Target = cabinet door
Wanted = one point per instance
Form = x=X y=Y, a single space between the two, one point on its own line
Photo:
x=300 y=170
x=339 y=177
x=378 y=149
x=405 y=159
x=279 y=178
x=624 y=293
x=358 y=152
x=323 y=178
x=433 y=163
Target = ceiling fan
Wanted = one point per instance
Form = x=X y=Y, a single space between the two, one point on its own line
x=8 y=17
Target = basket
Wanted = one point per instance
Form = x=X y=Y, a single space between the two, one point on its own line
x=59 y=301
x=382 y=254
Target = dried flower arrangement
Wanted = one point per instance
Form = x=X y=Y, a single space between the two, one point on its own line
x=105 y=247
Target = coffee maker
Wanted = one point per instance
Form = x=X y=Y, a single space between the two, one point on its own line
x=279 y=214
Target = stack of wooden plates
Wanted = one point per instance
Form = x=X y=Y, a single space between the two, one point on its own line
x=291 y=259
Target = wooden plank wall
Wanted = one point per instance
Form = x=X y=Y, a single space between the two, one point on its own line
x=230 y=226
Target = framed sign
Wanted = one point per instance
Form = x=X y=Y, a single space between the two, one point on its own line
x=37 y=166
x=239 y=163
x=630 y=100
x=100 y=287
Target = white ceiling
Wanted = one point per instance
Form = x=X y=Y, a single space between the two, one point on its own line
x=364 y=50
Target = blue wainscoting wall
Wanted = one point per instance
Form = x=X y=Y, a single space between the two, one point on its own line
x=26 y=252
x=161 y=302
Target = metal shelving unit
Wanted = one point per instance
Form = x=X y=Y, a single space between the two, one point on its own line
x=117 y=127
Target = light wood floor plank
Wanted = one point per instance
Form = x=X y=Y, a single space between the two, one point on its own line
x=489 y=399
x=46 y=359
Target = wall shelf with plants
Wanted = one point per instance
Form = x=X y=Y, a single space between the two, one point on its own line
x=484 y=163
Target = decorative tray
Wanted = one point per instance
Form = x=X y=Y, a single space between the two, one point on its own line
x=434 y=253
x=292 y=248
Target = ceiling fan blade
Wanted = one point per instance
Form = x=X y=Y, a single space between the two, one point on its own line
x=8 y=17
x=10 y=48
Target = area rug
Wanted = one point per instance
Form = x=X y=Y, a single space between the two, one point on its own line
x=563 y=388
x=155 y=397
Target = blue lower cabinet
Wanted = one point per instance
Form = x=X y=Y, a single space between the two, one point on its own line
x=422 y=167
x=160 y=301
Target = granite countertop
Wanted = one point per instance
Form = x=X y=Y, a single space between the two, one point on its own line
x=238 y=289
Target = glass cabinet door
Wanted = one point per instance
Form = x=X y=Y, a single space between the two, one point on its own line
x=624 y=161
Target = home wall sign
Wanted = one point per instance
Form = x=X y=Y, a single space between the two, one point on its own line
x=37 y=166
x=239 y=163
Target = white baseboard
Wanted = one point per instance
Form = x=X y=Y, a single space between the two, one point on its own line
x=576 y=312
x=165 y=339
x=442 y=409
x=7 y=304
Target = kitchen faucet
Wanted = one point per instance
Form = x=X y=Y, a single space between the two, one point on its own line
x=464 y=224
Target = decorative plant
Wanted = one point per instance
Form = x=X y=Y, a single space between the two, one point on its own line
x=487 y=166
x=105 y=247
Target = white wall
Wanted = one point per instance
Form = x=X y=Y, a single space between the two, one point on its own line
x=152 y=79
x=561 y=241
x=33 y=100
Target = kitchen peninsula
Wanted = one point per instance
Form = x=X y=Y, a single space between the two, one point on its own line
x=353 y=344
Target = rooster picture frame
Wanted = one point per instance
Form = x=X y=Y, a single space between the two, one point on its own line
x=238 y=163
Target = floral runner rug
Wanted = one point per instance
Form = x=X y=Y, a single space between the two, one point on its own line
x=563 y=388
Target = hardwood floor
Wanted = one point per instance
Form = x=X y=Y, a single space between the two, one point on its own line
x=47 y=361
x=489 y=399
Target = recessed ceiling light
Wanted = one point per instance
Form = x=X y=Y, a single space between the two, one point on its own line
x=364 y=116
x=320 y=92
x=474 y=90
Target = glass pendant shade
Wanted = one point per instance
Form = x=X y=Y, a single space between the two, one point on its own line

......

Restate all of the lines in the material exactly as they are.

● **Solved exercise**:
Target = cabinet door
Wanted = one point per instance
Form = x=X y=Y, a single space between the two, one point on its own line
Photo:
x=300 y=170
x=339 y=177
x=378 y=149
x=405 y=159
x=279 y=178
x=624 y=293
x=358 y=152
x=323 y=178
x=433 y=163
Target = ceiling fan
Wanted = one point per instance
Form = x=X y=Y, a single space between the two, one point on its own line
x=8 y=17
Target = basket
Wanted = one point per instance
Form = x=X y=Y, a single space between the two, one point on its own line
x=59 y=301
x=382 y=254
Target = dried flower arrangement
Wanted = one point per instance
Form = x=X y=Y, a single space between the two, one point on its own line
x=105 y=247
Target = coffee maker
Wanted = one point per instance
Form = x=X y=Y, a single space between the two, one point on its own line
x=279 y=214
Target = stack of wooden plates
Wanted = one point per instance
Form = x=X y=Y, a single space between the two, one point on its own line
x=291 y=259
Target = wooden plank wall
Wanted = one point per instance
Form = x=X y=Y, a single space between the two, one point on its own line
x=230 y=226
Target = framed sign
Wanted = one point per instance
Form = x=X y=Y, a single space between the two, one point on its own line
x=37 y=166
x=239 y=163
x=630 y=100
x=100 y=287
Target = white ceiling
Wanted = one point per instance
Form = x=X y=Y, a single space between the two, one point on its own line
x=364 y=50
Target = blue wainscoting wall
Wanted = one point per instance
Form = x=X y=Y, a single space between the two, one point on its own line
x=26 y=252
x=161 y=302
Target = metal shelving unit
Wanted = one point per instance
Form = x=X y=Y, a single space between the two, one point on its own line
x=117 y=127
Target = light wood floor plank
Wanted = one point per instance
Form = x=X y=Y, a single space between the two, one point on its own line
x=489 y=399
x=46 y=359
Target = wall shelf with plants
Wanted = one point per instance
Form = x=X y=Y, a single space between the two, one point on its own line
x=484 y=163
Target = decorative tray
Wanted = one point per instance
Form = x=X y=Y, a single space between the two, one point on its own line
x=434 y=253
x=292 y=248
Target = ceiling fan blade
Wanted = one point per instance
Form = x=X y=Y, a single space between the two, one point on its own line
x=8 y=17
x=10 y=48
Target = area rug
Wanted = one point per instance
Form = x=X y=Y, a single space between the two, one point on its own line
x=563 y=388
x=155 y=397
Target = blue lower cabinet
Wanted = one point per instance
Form = x=X y=Y, a single space between the two, one point on its own line
x=422 y=167
x=160 y=301
Target = granite countertop
Wanted = one point per instance
Form = x=X y=Y, a single space between the two, one point on its own line
x=238 y=289
Target = glass cabinet door
Wanted = one point per instance
Form = x=X y=Y, a single space between the two, one point on its own line
x=624 y=161
Target = home wall sign
Wanted = one point per instance
Form = x=X y=Y, a single space between the two, one point on its own line
x=37 y=166
x=239 y=163
Target = white baseboard
Wanted = one point per instance
Form = x=X y=Y, a single space between the two, one point on its own line
x=576 y=312
x=165 y=339
x=442 y=409
x=7 y=304
Target = kitchen faucet
Wanted = one point per instance
Form = x=X y=Y, a single space between the two, one point on its own line
x=464 y=224
Target = decorative plant
Wanted = one point per instance
Form = x=X y=Y, a single space between the two, one point on its own line
x=487 y=166
x=105 y=247
Target = white wall
Wanted = one point per instance
Form = x=X y=Y, a single space between the two, one point on its own line
x=152 y=79
x=561 y=241
x=33 y=100
Target = kitchen peninsula
Wanted = one point per instance
Form = x=X y=Y, a single space between the two, one point on its own line
x=353 y=344
Target = rooster picture frame
Wanted = one point per instance
Form = x=X y=Y, a single space between the two, one point on its own line
x=238 y=163
Target = floral runner rug
Wanted = one point per instance
Form = x=X y=Y, a single space between the two, one point on its own line
x=563 y=388
Target = hardwood floor
Wanted = one point per instance
Form = x=X y=Y, a single space between the two, one point on its own line
x=47 y=361
x=489 y=399
Target = recessed ceiling light
Wanted = one point per instance
Form = x=X y=Y, a single space between the two, one point on its own line
x=364 y=116
x=320 y=92
x=474 y=90
Target = glass pendant shade
Wanted = one point per instance
Form = x=X y=Y, a single space between the two, one point on its own line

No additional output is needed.